*Goal:* Copy out the records below line for line without changing anything, but omit the pictures.

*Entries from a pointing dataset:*

▬▬▬▬▬▬▬▬▬▬

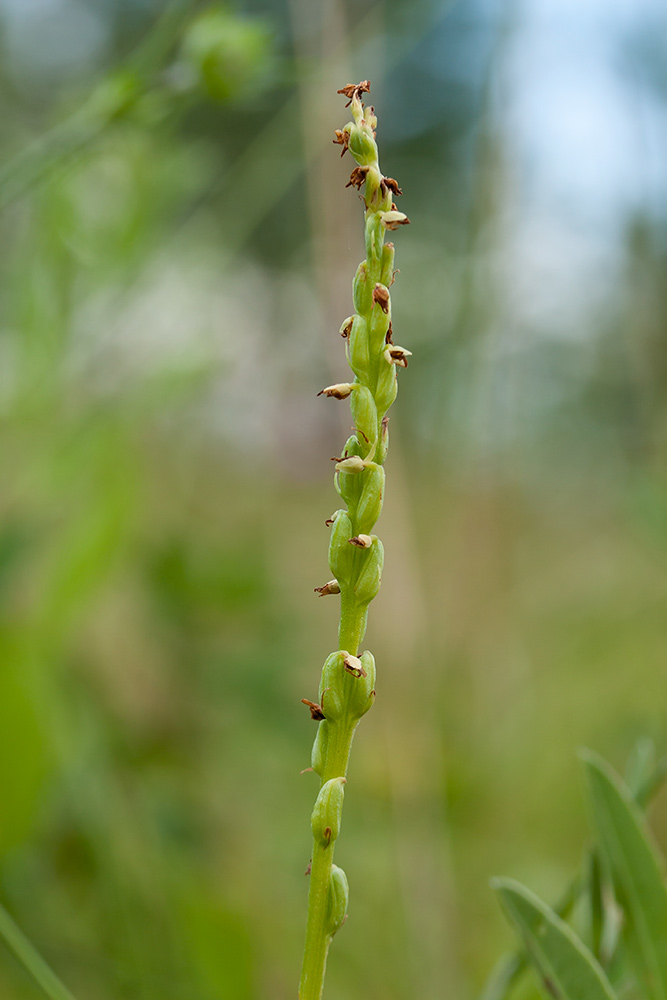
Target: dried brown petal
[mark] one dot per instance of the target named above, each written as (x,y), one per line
(357,177)
(342,139)
(381,296)
(353,90)
(354,666)
(315,710)
(392,185)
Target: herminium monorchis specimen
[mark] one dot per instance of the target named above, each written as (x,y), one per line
(347,688)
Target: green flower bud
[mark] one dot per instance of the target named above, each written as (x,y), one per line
(357,346)
(387,386)
(318,757)
(394,219)
(348,481)
(383,446)
(351,465)
(368,581)
(370,501)
(362,694)
(374,234)
(380,321)
(362,145)
(328,812)
(387,264)
(332,686)
(341,390)
(364,414)
(337,899)
(341,554)
(362,289)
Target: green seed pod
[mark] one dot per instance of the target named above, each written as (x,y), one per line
(328,812)
(357,347)
(370,577)
(387,386)
(318,756)
(362,289)
(383,446)
(362,693)
(349,484)
(387,264)
(374,234)
(341,553)
(362,145)
(338,895)
(370,502)
(332,686)
(364,415)
(379,325)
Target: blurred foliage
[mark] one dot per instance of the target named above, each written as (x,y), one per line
(178,251)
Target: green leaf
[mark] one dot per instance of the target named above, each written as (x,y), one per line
(566,968)
(17,942)
(637,871)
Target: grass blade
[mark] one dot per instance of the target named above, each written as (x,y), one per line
(637,871)
(27,955)
(566,968)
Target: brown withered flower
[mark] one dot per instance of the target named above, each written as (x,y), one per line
(389,184)
(315,710)
(342,139)
(355,89)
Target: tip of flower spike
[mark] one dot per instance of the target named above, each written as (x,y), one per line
(353,90)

▬▬▬▬▬▬▬▬▬▬

*Exercise result:*
Target: dried brown petal
[mark] one dot per instance of the target named above, each written as (x,y), one per line
(357,177)
(342,139)
(381,296)
(353,90)
(354,666)
(315,710)
(392,185)
Target: herminium monorchis specimen
[mark] one dot per instance of the target named above, each written as (x,y), one per line
(347,688)
Target: green flower bud
[mark] one dot per instance of the target named above, each written as (x,y), one per line
(357,346)
(387,386)
(318,757)
(394,219)
(348,481)
(383,446)
(351,465)
(368,581)
(370,501)
(362,694)
(374,234)
(380,321)
(362,145)
(328,812)
(387,264)
(332,686)
(341,390)
(364,414)
(337,899)
(341,554)
(362,289)
Target: green seed pod
[mark] one dot per instance of the target named above, each written as (x,y), one per line
(328,812)
(357,347)
(370,577)
(387,386)
(318,756)
(362,289)
(383,446)
(362,693)
(349,484)
(387,264)
(374,234)
(341,553)
(362,145)
(338,895)
(370,502)
(332,686)
(364,415)
(379,325)
Target: blurred foliage
[mark] one dot per instance of the target named above, each written as (x,y), one per line
(178,251)
Target: green leaf
[mark] one dot per instance of the target named above, each written as (x,y), one per line
(566,968)
(17,942)
(637,871)
Target: grass blade
[mark] one dot per instance of the target named above, each written as (x,y), one per line
(637,871)
(27,955)
(566,968)
Target: brown withered flower
[mark] one dot per instance of the target named above, each written as (x,y), one per line
(389,184)
(315,710)
(342,139)
(355,89)
Target: tip of flower spike
[mark] one dot per instance of the target named above, each written as (x,y), one per line
(353,90)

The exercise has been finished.